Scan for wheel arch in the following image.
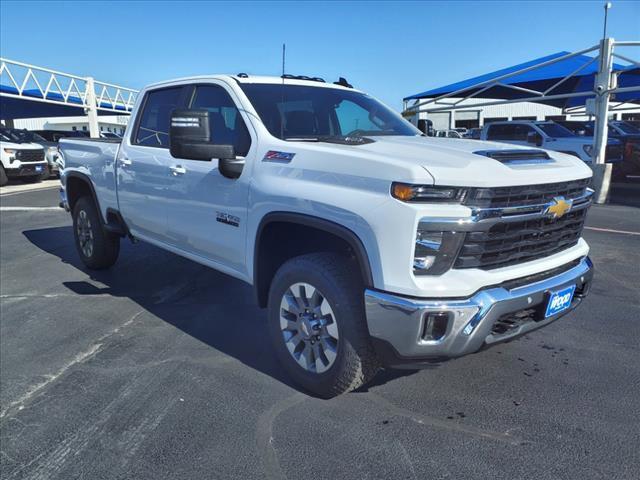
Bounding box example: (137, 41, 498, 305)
(254, 212, 375, 308)
(65, 172, 105, 222)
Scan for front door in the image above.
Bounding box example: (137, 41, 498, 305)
(164, 82, 255, 276)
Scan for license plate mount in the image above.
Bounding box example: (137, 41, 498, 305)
(545, 285, 576, 318)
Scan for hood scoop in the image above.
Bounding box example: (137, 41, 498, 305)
(473, 149, 554, 165)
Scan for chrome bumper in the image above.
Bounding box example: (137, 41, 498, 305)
(365, 257, 593, 367)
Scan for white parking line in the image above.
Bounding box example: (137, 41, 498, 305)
(0, 180, 60, 196)
(0, 207, 64, 212)
(585, 226, 640, 236)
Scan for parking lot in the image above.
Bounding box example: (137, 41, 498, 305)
(0, 182, 638, 480)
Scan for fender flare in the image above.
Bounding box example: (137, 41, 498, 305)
(64, 171, 105, 222)
(254, 211, 375, 293)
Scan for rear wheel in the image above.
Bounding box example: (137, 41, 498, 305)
(72, 196, 120, 269)
(268, 253, 379, 398)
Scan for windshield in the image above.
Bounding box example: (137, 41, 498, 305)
(240, 83, 420, 142)
(537, 123, 576, 138)
(15, 130, 47, 143)
(0, 128, 24, 143)
(0, 128, 46, 143)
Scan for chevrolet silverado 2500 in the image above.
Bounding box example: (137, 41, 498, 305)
(59, 75, 594, 397)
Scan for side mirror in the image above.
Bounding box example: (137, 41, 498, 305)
(527, 131, 543, 146)
(169, 109, 243, 179)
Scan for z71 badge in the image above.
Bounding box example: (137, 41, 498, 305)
(263, 150, 295, 163)
(216, 212, 240, 227)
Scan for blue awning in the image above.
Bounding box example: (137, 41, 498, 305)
(404, 51, 639, 109)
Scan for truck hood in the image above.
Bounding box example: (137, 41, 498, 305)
(349, 136, 593, 187)
(0, 141, 44, 150)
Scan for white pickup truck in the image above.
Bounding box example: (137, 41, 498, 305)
(59, 75, 594, 397)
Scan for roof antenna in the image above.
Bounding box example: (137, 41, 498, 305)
(602, 2, 612, 40)
(280, 43, 286, 140)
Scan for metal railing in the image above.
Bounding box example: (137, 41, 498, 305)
(0, 58, 139, 136)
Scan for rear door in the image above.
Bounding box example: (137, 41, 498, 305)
(164, 82, 255, 275)
(117, 85, 189, 241)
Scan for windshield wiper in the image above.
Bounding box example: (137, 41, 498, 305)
(284, 135, 374, 145)
(283, 137, 321, 142)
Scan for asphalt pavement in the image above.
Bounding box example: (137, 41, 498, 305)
(1, 184, 638, 480)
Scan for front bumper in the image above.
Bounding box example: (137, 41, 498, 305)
(5, 163, 47, 178)
(365, 256, 593, 368)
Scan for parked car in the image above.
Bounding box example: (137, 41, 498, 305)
(480, 120, 622, 164)
(435, 129, 463, 138)
(100, 132, 122, 139)
(32, 130, 90, 142)
(464, 128, 482, 139)
(0, 127, 48, 186)
(556, 120, 640, 178)
(59, 74, 594, 397)
(5, 128, 61, 177)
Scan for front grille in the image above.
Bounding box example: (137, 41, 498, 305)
(465, 178, 590, 209)
(16, 149, 45, 163)
(455, 208, 588, 270)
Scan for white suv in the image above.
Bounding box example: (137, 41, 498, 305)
(0, 128, 48, 186)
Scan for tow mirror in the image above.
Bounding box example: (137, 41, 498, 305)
(170, 109, 243, 179)
(527, 131, 543, 146)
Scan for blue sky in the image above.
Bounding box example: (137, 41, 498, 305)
(1, 1, 639, 108)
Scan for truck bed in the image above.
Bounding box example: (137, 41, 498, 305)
(59, 138, 121, 219)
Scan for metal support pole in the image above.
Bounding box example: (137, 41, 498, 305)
(593, 38, 614, 204)
(85, 77, 100, 138)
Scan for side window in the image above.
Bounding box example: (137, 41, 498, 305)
(334, 99, 382, 135)
(134, 87, 183, 148)
(190, 85, 251, 157)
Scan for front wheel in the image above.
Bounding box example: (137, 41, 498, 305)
(268, 253, 379, 398)
(72, 196, 120, 269)
(0, 166, 7, 186)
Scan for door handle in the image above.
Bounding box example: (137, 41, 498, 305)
(170, 165, 187, 176)
(119, 157, 132, 167)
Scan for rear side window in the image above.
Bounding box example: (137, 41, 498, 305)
(134, 87, 183, 148)
(189, 85, 252, 156)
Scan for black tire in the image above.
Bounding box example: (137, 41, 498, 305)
(267, 252, 379, 398)
(72, 196, 120, 269)
(0, 166, 7, 186)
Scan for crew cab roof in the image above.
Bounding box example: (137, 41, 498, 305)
(145, 74, 360, 92)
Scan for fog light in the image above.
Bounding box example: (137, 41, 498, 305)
(422, 312, 450, 341)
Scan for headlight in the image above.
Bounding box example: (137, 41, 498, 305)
(414, 226, 465, 275)
(3, 148, 17, 155)
(392, 182, 467, 203)
(47, 146, 59, 154)
(583, 145, 594, 156)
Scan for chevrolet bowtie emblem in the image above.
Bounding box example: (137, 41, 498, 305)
(545, 196, 572, 219)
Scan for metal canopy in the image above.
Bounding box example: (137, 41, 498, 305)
(0, 58, 138, 135)
(404, 50, 639, 109)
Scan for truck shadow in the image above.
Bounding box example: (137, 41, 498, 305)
(23, 226, 417, 396)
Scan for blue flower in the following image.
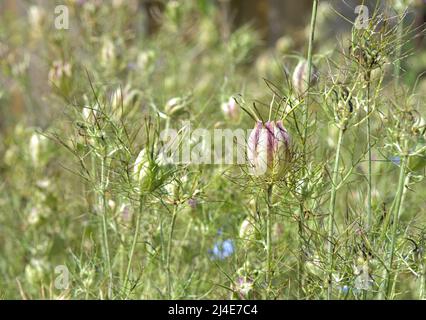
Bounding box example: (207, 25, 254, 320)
(390, 156, 401, 165)
(210, 239, 234, 260)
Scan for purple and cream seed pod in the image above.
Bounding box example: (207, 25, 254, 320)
(247, 120, 291, 177)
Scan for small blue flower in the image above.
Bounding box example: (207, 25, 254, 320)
(210, 239, 234, 260)
(390, 156, 401, 165)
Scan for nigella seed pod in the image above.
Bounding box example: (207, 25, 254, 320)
(133, 149, 149, 186)
(292, 59, 319, 96)
(221, 97, 240, 122)
(247, 121, 291, 177)
(239, 218, 255, 240)
(164, 97, 186, 117)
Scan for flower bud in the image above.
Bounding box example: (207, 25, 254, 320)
(221, 97, 240, 122)
(292, 59, 319, 96)
(247, 121, 291, 177)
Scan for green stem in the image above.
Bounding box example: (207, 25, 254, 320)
(298, 0, 318, 300)
(124, 195, 143, 297)
(395, 18, 404, 89)
(366, 75, 373, 232)
(266, 184, 273, 295)
(326, 126, 344, 299)
(420, 251, 426, 300)
(166, 204, 178, 299)
(100, 156, 113, 298)
(303, 0, 318, 149)
(298, 203, 305, 299)
(383, 155, 408, 299)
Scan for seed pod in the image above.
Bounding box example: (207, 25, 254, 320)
(133, 149, 149, 186)
(247, 120, 291, 177)
(221, 97, 240, 122)
(165, 97, 186, 117)
(239, 218, 255, 240)
(292, 59, 319, 96)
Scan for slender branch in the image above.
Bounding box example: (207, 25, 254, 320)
(266, 184, 273, 295)
(383, 155, 408, 298)
(366, 73, 373, 232)
(100, 155, 113, 299)
(298, 0, 318, 299)
(124, 195, 144, 297)
(326, 126, 345, 299)
(166, 204, 178, 299)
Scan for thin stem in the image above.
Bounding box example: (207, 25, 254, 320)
(266, 184, 273, 295)
(326, 126, 344, 299)
(303, 0, 318, 149)
(366, 75, 373, 232)
(383, 155, 408, 298)
(394, 17, 404, 89)
(420, 249, 426, 300)
(298, 0, 318, 299)
(297, 203, 305, 299)
(100, 156, 113, 298)
(166, 204, 178, 299)
(123, 195, 144, 297)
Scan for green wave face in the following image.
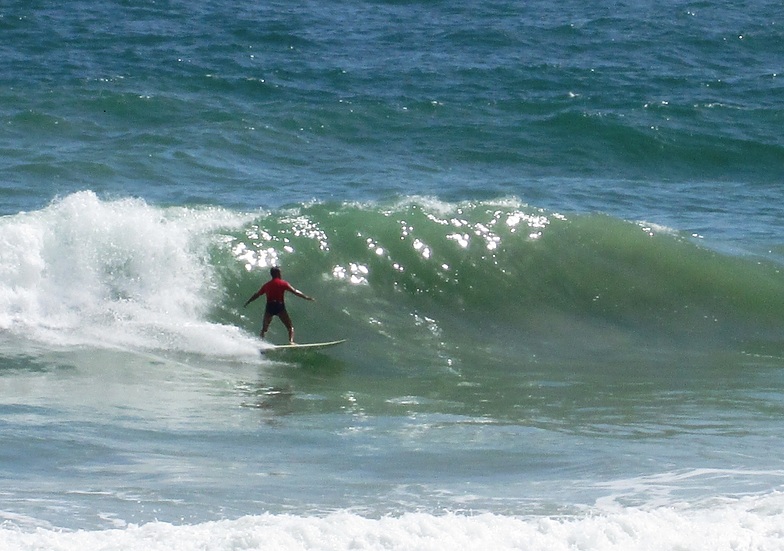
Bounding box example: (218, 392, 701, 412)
(220, 198, 784, 362)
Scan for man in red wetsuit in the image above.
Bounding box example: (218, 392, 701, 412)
(244, 267, 315, 344)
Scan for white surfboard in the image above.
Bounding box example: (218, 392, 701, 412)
(262, 339, 346, 353)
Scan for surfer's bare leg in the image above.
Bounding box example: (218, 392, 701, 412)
(279, 310, 295, 344)
(260, 312, 273, 339)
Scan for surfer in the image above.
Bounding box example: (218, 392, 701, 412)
(244, 267, 315, 344)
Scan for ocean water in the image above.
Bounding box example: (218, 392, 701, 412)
(2, 0, 784, 549)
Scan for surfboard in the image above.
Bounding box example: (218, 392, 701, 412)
(261, 339, 346, 353)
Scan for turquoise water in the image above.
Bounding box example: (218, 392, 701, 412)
(1, 1, 784, 549)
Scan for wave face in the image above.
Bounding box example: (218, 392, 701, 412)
(229, 198, 784, 349)
(4, 192, 783, 362)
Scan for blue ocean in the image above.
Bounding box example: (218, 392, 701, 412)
(2, 1, 784, 549)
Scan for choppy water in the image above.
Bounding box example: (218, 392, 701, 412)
(1, 1, 784, 549)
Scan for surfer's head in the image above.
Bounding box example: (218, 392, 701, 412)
(270, 267, 282, 279)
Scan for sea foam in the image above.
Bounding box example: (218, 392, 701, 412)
(2, 495, 784, 551)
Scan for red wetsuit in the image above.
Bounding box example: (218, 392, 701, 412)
(259, 277, 294, 315)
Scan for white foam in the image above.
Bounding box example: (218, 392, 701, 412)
(0, 191, 260, 358)
(1, 494, 784, 551)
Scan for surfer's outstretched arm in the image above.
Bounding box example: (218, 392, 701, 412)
(289, 287, 315, 301)
(243, 290, 263, 307)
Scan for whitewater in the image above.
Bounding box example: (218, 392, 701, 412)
(3, 502, 784, 551)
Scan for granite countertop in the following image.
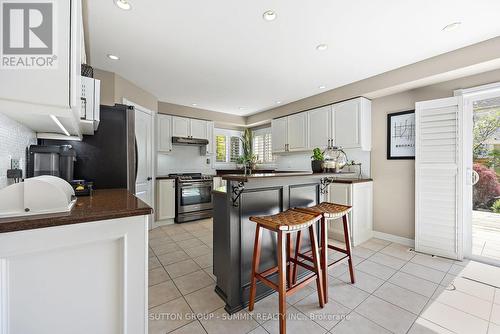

━━━━━━━━

> DIRECTIONS FOR THIS TASK: All pictures are to be skipped; the lines from the first line of the records through the line containing "Scan for side mirror in the image above." are to be repeated exactly, both ends included.

> WRITTEN REPLY:
Scan for wheel arch in the following image.
Bounding box example: (137, 41, 498, 305)
(254, 212, 375, 308)
(65, 172, 105, 222)
Scan for front door in the image above.
Bounding box example: (137, 41, 498, 305)
(164, 82, 255, 276)
Scan for license plate mount in the image above.
Bounding box example: (137, 41, 498, 305)
(545, 285, 576, 318)
Scan for hood scoop in the image above.
Bounding box example: (137, 41, 498, 305)
(473, 149, 554, 165)
Scan for chrome bumper in the image above.
Bounding box example: (137, 41, 498, 305)
(365, 257, 593, 367)
Scan for white parking line in the image above.
Bounding box example: (137, 41, 498, 305)
(0, 180, 60, 196)
(0, 207, 64, 212)
(585, 226, 640, 236)
Scan for parking lot in the image above.
Bounding box example: (137, 41, 498, 305)
(0, 182, 638, 480)
Scan for fender flare in the image above.
Bounding box example: (137, 41, 498, 305)
(64, 171, 105, 222)
(254, 211, 375, 293)
Scan for rear wheel in the image above.
Bounding box example: (137, 41, 498, 305)
(72, 196, 120, 269)
(268, 253, 379, 398)
Scan for windshield in the image above.
Bounding box example: (137, 41, 498, 305)
(240, 83, 420, 142)
(537, 123, 576, 138)
(15, 130, 47, 143)
(0, 128, 24, 143)
(0, 128, 46, 143)
Scan for chevrolet silverado 2500 in the image above.
Bounding box example: (137, 41, 498, 305)
(59, 75, 594, 397)
Scan for side mirror in the image above.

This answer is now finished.